TASK DETAILS: The response should be an exact repetition of all the entries.

DATASET:
--- START ---

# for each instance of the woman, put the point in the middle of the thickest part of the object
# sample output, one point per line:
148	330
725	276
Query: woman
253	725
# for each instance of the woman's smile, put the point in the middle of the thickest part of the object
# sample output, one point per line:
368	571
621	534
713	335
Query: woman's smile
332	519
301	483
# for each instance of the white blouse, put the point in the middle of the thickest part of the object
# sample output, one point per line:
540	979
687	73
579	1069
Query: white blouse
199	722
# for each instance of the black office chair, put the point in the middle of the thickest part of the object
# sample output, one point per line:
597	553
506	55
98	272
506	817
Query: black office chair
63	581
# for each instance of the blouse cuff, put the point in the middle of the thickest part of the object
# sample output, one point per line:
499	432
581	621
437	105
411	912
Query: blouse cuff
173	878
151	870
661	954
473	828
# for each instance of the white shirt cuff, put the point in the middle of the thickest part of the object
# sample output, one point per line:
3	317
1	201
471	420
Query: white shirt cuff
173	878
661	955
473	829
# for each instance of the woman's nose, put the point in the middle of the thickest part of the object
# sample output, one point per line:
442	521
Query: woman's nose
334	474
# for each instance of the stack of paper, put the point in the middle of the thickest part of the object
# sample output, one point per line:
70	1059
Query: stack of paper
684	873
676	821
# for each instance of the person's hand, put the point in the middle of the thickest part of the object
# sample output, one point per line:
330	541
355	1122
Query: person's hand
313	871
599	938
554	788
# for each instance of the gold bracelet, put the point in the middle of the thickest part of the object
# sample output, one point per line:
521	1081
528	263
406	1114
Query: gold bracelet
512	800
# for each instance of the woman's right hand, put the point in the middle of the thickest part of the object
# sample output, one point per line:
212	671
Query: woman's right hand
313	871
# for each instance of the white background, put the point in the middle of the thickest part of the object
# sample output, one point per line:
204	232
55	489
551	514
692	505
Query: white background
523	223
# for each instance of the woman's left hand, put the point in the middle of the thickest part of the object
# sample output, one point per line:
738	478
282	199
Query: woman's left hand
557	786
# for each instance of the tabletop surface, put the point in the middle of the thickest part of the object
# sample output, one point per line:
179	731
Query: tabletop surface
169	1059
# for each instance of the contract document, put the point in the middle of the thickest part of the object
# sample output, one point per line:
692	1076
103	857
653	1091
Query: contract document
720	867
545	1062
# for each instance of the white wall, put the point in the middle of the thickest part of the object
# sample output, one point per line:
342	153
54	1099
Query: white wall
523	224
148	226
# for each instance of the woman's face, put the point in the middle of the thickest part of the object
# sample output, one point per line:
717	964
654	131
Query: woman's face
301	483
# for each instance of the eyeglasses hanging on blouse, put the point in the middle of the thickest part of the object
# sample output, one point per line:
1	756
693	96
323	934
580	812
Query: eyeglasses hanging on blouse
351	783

--- END ---

SOLUTION TO THE PROBLEM:
# for each instance of the woman, put the point in the middle of the thickest part of the object
# sample output, one point per line:
148	330
725	276
Query: woman
253	725
# for each instance of the woman's smile, put the point in the middle of the thickest part of the object
# sample output, one point per line:
368	571
621	534
713	335
Query: woman's smile
332	519
301	483
# for each instance of the white blouse, put the point in the middle of the thickest part of the object
# sample output, one point per line:
540	979
687	73
579	1069
Query: white blouse
199	722
# for each instance of the black office chair, put the point in the middle of the thickest part of the object
# sample output, one point per line:
597	553
506	55
98	272
506	817
Query: black office chair
63	581
# for each instance of the blouse cuff, put the point in the middle of the thickest part of the object
# sample output, one point per line:
499	432
581	621
437	105
411	912
Query: blouse cuff
173	878
151	870
661	954
473	828
# for each instance of the white shirt cuff, put the point in the middle of the thickest part of the object
# sample output, one point per line:
3	317
1	201
471	420
Query: white shirt cuff
173	878
661	955
473	829
# for each instance of the woman's nose, put the point in the middle of the thickest part of the object
# sample output, one point per line:
442	521
Query: woman's nose
334	474
# for each instance of the stack of paper, put the point in the middle of the thickest part of the object
# sample output, one point per line:
70	1059
Query: stack of paper
684	873
676	821
# for each instance of the person's hand, put the point in the middle of the thickest part of the object
# sample output, one point per line:
330	541
355	1122
Query: person's hand
313	871
599	938
554	788
# for each instance of the gold bracelet, put the point in the middle of the thickest part of the object
# sample output, one point per line:
521	1081
528	263
406	1114
Query: gold bracelet
512	800
# for each instance of the woman's right hand, put the point in the middle of the thickest part of the object
# sample output, one point per line:
212	671
Query: woman's right hand
313	871
# for each instance of the white background, put the point in the middle of the thickest part of the object
# sample output, one point per line:
204	232
55	489
551	514
692	505
Query: white background
523	223
# for each instance of the woman's left hand, put the point in the middle of the thickest part of the object
# sample output, one point per line:
738	478
282	199
Query: woman's left hand
557	786
# for each instance of the tabletop surface, put the point in the middle of the thickest part of the object
# sample output, one point per line:
179	731
Query: tabletop surface
169	1059
# for each instance of the contract document, put the point in the middle of the thickest part of the object
# sample output, one point per line:
692	1076
103	857
653	1091
Query: contract document
720	867
545	1062
# for each instance of the white wall, put the point in the middle of the thickest part of the object
# sample output, one point per line:
342	153
54	1099
Query: white wall
523	224
148	226
# for each instance of the woman's face, put the point in the middle of the thickest part of the object
# sample output, one point per line:
717	964
654	131
Query: woman's face
301	483
# for each instance of the eyeglasses hanging on blouse, put the point in the middle of the thickest part of the object
# sample output, one point per line:
1	756
693	96
323	934
580	812
Query: eyeglasses hanging on blouse
351	783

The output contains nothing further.